## [DATASET ROWS]

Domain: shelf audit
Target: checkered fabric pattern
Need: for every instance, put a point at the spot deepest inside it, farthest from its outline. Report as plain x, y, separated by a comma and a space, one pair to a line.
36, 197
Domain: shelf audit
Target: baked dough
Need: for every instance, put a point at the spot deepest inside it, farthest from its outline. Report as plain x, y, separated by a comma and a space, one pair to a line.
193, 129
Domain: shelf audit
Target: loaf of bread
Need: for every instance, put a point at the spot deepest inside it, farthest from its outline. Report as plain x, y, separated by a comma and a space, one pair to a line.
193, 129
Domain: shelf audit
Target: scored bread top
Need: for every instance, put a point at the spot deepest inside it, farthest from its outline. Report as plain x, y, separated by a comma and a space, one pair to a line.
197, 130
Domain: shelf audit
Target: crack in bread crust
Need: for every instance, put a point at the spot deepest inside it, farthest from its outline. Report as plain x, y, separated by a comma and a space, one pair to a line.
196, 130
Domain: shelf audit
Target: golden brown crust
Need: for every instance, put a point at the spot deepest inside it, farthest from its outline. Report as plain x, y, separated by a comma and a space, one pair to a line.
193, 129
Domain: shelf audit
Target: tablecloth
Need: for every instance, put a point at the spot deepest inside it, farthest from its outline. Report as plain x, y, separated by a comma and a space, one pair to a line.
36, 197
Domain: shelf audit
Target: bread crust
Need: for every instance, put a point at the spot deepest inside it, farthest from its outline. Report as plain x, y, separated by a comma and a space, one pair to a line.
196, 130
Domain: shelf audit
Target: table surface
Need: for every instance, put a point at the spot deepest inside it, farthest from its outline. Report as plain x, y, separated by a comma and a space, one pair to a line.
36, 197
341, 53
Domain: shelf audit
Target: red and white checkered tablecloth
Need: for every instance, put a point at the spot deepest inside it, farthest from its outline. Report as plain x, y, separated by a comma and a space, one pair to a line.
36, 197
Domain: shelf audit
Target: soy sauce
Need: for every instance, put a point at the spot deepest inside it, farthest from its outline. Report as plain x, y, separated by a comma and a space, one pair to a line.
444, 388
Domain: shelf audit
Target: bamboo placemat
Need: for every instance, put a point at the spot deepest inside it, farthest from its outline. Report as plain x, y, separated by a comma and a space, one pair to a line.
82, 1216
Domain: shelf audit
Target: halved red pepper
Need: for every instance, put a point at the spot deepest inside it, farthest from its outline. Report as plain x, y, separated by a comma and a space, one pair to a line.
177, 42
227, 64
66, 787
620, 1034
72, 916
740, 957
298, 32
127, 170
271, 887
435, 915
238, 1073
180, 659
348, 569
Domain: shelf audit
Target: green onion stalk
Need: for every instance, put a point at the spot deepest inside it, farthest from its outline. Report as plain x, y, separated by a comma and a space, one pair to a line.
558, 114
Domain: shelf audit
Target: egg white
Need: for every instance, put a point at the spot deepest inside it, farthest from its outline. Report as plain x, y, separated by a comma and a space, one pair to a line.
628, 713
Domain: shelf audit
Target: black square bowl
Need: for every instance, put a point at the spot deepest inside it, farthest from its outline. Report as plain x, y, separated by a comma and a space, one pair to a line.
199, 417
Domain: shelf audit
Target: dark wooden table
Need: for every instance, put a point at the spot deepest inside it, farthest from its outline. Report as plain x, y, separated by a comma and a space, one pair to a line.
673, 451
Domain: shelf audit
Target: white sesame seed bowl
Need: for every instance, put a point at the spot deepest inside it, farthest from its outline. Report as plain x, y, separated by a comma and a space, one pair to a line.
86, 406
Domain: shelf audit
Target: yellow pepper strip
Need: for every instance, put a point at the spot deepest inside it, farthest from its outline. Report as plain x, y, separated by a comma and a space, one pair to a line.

## [THE TASK]
Provide all the records again, word for word.

## [RIGHT ANSWER]
Domain: shelf audit
Target: checkered fabric pattern
Need: for every instance, put a point at the spot deepest inside it, farthest from its outline. Report as plain x, y, separated by a comma and a space, one pair to a line.
36, 197
Domain: shelf audit
Target: baked dough
Need: for every instance, put a point at the spot deepest inside it, farthest from its outline. Report as plain x, y, separated by a comma and a space, one pair to a line.
193, 129
Domain: shelf audit
Target: loaf of bread
Need: for every instance, put a point at the spot deepest inside it, farthest from its outline. Report as plain x, y, separated by a comma and a space, one pair to a line.
193, 129
Domain: shelf audit
Target: scored bread top
Need: for every instance, put a point at the spot deepest inside it, farthest from its outline. Report as plain x, y, separated by a comma and a space, one pair to a line.
197, 130
Domain: shelf audit
Target: crack in bread crust
Need: for every instance, put a point at the spot deepest inside it, farthest from its outline. Report as plain x, y, separated by a comma and a space, one pair to a line.
196, 130
Domain: shelf audit
Target: golden brown crust
Need: for every instance, put a point at the spot deepest inside it, farthest from its outline. Report as plain x, y, separated by a comma and a space, one pair to a line.
193, 129
Domain: shelf audit
Target: tablecloth
Need: for every instance, put a point at the spot deepest inside it, farthest from its outline. Report as plain x, y, separated by a comma and a space, one pair to a line.
36, 197
Domain: shelf audit
Target: bread crust
Need: for every instance, put a point at the spot deepest inside it, farthest from its outline. Report as plain x, y, separated by a comma and a space, one pair to a line.
196, 130
Domain: shelf audit
Target: table surface
Need: for every instance, put a point at the spot deepest inside it, farthest from its outline. Report as plain x, y, separated by a comma and a space, one pair to a line.
36, 197
341, 53
Domain: shelf audit
Target: red and white checkered tablecloth
Need: for every instance, put a point at the spot deepest inside it, farthest from its outline. Report as plain x, y, separated by a comma and a space, one pair to a line.
36, 197
Domain: shelf audit
Target: soy sauce
Need: for every instance, put a point at the spot deepest inside it, farthest from its outline. Report as plain x, y, separated by a comma and a space, one pair to a line.
444, 388
Domain: shelf audit
Target: bamboo placemat
Need: for every instance, put a point at the spot deepest inside it, farthest from its outline. Report as plain x, y, separated by a comma and a space, one pair to a line.
82, 1216
Domain: shelf audit
Target: halved red pepper
Need: for every instance, put a point at the spot deepest inside it, farthest from its outline. Report as plain x, y, separated by a comma and a space, one pair to a line.
177, 42
227, 64
66, 787
620, 1034
72, 916
740, 957
298, 32
127, 170
271, 887
435, 915
238, 1073
180, 659
348, 569
Domain: shelf audit
Target: green onion stalk
Need: for every instance, put a point at the spot deepest inside it, farthest from its outline. Report as plain x, y, separated by a comma and a space, one pair to a line.
558, 114
Domain: shelf audit
Target: egg white
Need: for every instance, put a point at the spot deepest inside it, farthest from its outline. Report as plain x, y, separated by a comma and a space, one pair to a line.
628, 713
Domain: shelf audit
Target: black square bowl
Need: for every instance, put a point at the spot deepest inside it, farthest from its outline. Report as plain x, y, separated by a comma and a space, one pair to a line.
199, 417
Domain: shelf audit
Target: dark wooden table
Need: for every instance, put a point at the spot deepest inside it, farthest from its outline. Report as plain x, y, separated by a comma and a space, one pair to a line.
673, 451
Domain: shelf audit
Target: white sesame seed bowl
Need: for every instance, put a point at the spot deepest inside it, farthest from its outline. Report as plain x, y, separated by a comma and a space, one pair to a line.
86, 406
Domain: shelf audit
Target: yellow pepper strip
Need: for every instance, put a point at the spot deepest inside it, farthest from its outline. Report as plain x, y, separated by a comma and a space, one pair to a line.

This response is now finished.